Dataset rows:
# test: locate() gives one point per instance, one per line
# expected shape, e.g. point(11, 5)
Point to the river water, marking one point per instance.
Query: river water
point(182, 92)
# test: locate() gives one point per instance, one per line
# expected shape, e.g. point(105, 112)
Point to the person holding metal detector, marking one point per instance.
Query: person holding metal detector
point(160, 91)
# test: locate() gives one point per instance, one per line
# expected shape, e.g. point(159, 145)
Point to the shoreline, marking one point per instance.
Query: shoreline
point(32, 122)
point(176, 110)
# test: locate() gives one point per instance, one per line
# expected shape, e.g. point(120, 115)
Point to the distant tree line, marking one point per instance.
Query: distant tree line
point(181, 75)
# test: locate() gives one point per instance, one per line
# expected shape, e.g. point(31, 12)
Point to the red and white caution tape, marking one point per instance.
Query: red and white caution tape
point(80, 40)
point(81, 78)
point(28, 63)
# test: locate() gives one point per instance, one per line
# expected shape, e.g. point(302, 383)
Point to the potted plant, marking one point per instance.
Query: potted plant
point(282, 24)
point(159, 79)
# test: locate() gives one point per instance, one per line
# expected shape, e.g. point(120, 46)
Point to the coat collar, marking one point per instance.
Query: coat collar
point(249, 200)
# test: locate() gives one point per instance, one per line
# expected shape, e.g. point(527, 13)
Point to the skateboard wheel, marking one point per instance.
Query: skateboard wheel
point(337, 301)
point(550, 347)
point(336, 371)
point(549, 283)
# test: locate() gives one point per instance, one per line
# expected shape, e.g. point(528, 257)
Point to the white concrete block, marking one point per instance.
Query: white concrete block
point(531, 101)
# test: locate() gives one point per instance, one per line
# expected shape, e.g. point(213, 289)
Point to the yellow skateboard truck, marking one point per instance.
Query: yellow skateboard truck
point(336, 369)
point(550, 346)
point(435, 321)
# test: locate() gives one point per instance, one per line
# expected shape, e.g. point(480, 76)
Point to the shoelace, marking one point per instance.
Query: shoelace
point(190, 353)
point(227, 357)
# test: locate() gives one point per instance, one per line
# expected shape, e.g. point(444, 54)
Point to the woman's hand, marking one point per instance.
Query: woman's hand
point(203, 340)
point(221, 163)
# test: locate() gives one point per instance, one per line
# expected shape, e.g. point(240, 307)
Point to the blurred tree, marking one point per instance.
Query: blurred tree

WRITTEN INSTRUCTION – Update the lines from the first one down to the one containing "point(182, 92)" by replacing "river water" with "lake water" and leaving everything else unchanged. Return only those lines.

COMPLETE ANSWER –
# test: locate() gives one point per instance, one per line
# expected shape, e.g. point(11, 5)
Point to the lake water, marking one point per instance.
Query: lake water
point(182, 92)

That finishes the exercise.